## RECORDS TO USE:
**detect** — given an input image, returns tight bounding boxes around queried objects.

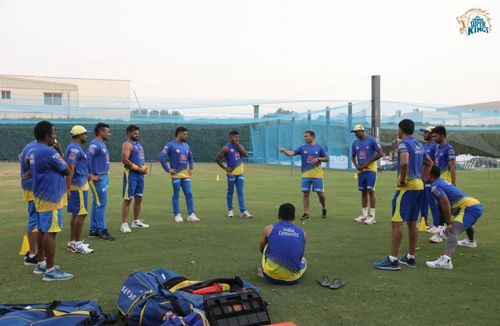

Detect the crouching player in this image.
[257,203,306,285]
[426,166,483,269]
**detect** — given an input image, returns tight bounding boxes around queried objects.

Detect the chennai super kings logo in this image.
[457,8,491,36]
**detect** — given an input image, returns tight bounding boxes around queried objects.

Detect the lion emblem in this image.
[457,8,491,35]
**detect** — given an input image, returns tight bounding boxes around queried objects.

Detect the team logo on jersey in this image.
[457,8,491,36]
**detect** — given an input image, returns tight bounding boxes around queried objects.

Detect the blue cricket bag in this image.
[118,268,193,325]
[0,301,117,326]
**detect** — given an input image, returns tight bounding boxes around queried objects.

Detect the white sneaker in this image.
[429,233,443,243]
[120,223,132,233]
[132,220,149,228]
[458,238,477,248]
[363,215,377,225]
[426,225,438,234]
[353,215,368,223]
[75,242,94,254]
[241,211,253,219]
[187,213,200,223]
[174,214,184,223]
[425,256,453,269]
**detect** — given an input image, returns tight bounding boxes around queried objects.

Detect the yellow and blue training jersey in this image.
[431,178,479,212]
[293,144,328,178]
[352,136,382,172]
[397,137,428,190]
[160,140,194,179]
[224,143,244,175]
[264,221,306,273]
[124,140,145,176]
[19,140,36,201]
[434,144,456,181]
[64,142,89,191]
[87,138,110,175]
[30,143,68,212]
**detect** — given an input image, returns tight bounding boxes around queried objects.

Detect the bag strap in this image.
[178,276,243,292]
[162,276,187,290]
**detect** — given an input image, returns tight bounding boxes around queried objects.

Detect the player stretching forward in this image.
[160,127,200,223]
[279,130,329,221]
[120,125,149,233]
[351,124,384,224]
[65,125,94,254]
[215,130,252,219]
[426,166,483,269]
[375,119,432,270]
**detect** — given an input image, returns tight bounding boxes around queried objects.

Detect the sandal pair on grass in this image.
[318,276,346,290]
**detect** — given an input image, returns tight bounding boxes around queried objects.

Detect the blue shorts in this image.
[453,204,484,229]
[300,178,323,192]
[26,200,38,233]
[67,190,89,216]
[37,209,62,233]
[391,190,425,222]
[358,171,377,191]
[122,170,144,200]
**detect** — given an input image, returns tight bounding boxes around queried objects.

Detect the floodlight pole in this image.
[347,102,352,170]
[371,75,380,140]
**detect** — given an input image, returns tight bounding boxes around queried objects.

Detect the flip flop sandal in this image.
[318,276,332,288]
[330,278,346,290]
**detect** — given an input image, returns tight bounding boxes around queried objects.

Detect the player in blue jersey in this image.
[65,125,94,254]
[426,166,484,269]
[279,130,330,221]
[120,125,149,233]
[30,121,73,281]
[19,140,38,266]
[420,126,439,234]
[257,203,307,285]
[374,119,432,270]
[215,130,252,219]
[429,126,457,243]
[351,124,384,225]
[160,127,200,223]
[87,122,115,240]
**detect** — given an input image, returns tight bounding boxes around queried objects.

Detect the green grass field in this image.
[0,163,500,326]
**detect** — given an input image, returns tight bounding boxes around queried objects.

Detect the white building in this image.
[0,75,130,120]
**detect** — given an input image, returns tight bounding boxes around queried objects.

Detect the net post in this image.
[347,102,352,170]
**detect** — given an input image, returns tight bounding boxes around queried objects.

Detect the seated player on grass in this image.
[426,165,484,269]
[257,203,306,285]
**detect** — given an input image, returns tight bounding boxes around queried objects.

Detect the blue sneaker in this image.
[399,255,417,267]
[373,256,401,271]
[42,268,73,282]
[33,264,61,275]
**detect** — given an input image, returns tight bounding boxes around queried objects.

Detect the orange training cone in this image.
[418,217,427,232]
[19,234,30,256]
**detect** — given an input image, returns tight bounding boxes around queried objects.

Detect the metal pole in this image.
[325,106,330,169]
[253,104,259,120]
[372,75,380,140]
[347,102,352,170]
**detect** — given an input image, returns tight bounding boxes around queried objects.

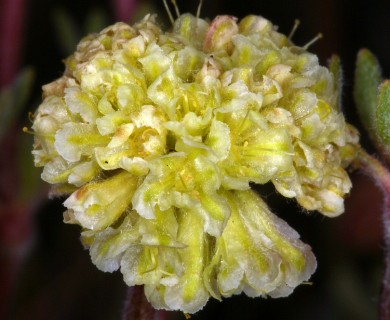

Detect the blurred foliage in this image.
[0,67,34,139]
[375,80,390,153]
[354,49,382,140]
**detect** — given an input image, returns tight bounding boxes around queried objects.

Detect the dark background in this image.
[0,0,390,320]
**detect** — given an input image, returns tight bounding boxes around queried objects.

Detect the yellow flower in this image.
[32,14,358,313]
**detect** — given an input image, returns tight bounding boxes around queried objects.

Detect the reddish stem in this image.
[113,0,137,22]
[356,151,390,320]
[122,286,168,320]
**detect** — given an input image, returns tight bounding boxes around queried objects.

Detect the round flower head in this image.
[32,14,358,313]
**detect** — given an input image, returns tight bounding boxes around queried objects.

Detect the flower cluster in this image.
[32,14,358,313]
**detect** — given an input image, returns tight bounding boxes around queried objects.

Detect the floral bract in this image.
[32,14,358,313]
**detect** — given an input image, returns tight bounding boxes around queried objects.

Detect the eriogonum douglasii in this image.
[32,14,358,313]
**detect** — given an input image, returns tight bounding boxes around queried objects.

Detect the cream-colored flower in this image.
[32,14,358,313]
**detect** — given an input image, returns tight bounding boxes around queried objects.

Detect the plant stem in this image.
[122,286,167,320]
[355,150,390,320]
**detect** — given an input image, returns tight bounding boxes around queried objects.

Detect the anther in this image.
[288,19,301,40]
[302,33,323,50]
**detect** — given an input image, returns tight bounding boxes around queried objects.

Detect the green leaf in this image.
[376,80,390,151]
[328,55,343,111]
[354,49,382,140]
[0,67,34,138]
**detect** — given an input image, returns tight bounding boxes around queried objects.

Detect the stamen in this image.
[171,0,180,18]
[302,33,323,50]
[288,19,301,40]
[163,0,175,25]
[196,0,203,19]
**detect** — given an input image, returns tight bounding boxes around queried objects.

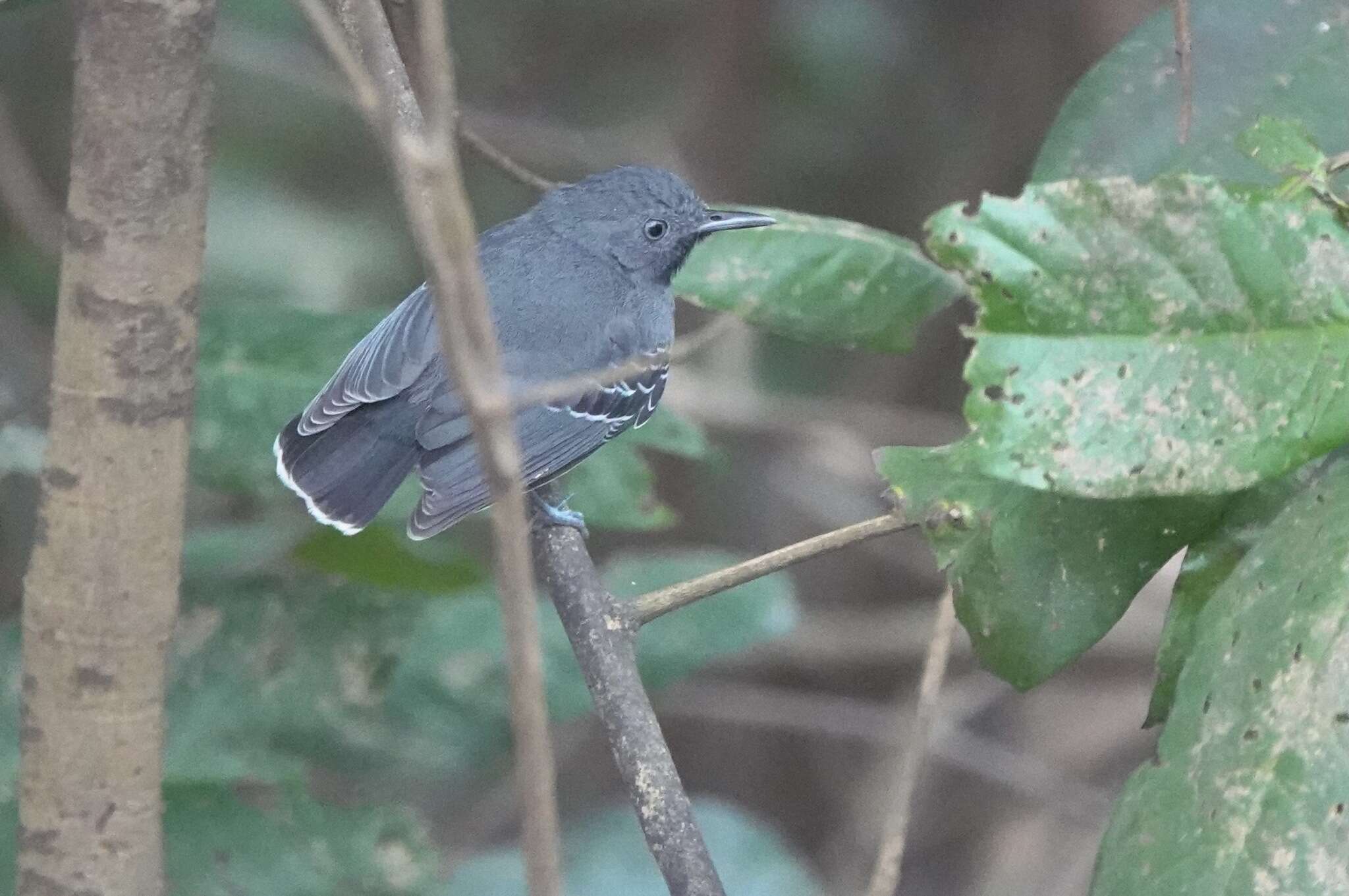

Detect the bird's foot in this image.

--

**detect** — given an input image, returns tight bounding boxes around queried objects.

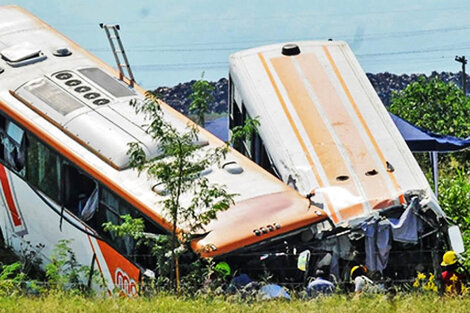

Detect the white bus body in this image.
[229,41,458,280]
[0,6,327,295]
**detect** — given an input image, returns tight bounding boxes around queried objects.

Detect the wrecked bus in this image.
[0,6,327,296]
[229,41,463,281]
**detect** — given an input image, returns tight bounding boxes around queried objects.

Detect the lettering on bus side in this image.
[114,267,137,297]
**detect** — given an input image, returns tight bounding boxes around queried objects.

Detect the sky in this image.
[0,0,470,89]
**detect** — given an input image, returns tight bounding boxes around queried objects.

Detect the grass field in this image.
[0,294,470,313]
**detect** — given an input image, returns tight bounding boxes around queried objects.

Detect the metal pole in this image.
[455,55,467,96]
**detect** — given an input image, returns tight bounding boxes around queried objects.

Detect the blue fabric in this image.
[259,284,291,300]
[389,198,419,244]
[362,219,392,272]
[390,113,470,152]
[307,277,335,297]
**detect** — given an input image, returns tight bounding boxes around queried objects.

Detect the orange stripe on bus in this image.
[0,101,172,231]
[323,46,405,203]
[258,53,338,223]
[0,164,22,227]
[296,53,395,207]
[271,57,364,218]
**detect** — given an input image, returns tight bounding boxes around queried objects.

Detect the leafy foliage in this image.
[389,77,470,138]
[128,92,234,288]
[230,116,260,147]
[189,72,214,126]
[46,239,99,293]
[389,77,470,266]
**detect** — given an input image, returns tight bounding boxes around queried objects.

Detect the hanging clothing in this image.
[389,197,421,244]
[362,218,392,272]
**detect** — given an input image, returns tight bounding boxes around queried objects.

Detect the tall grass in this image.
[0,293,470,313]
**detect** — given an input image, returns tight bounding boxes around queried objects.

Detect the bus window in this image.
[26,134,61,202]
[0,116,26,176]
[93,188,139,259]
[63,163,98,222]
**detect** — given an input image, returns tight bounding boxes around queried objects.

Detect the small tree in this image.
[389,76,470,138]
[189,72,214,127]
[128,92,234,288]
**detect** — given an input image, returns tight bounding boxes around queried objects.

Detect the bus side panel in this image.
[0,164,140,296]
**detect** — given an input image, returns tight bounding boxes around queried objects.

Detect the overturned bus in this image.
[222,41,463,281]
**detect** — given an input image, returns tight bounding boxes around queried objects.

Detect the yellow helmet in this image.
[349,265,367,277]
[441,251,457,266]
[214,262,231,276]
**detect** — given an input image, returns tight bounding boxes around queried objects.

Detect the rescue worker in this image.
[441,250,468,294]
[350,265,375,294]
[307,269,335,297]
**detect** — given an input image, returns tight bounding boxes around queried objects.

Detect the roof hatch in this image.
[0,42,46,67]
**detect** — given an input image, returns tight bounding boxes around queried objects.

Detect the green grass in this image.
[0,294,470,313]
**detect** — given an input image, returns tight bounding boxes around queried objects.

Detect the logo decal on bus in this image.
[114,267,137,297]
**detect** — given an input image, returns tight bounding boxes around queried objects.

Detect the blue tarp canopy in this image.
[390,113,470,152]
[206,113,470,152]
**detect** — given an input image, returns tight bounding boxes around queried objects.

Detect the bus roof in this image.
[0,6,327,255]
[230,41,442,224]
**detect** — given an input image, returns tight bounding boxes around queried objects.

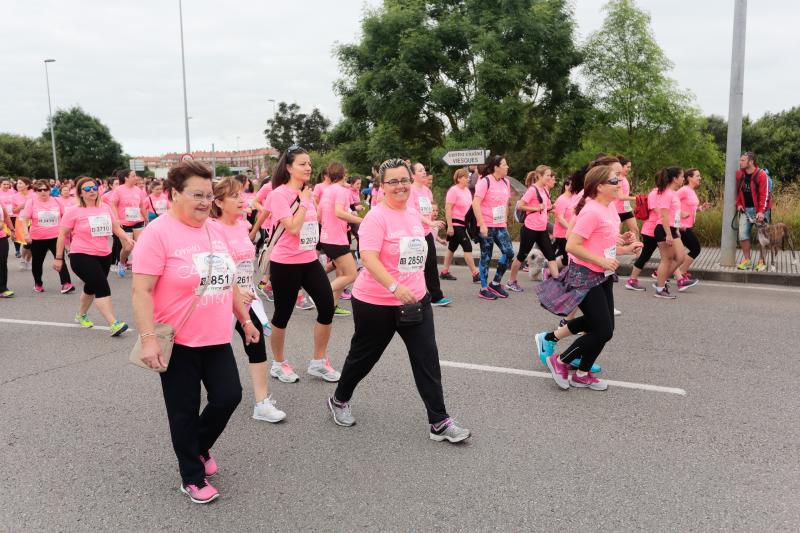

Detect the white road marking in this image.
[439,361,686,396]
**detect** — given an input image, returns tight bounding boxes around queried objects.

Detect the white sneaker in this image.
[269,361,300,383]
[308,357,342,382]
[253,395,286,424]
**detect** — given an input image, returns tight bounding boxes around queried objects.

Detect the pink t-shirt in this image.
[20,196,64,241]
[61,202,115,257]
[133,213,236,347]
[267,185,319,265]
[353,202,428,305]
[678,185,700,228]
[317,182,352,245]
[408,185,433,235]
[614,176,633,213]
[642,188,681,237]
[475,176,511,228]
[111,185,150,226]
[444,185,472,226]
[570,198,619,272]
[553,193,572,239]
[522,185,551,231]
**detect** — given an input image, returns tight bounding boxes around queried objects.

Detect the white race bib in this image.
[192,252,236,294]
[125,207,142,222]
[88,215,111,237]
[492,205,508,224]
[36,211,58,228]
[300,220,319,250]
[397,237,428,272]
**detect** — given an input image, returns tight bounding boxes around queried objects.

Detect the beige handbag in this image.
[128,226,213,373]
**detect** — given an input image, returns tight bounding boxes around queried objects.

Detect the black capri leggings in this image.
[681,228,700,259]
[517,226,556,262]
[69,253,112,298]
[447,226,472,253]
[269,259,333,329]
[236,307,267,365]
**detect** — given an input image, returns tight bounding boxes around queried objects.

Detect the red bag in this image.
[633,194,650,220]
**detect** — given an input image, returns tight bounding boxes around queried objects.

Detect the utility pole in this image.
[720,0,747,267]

## TASK TO COMPLETE:
Which lines in the data above contain the word "blue"? Copy each of them, and count a match only when the case is the same.

## FINAL ANSWER:
Detect the blue cricket bag in this image.
Detect the yellow and blue training jersey in this image.
Detect the blue shorts in this image.
Detect the player in blue jersey in this image.
Detect the blue sneaker in this image.
Detect the blue fabric in this image.
Detect the blue tarp canopy in this image.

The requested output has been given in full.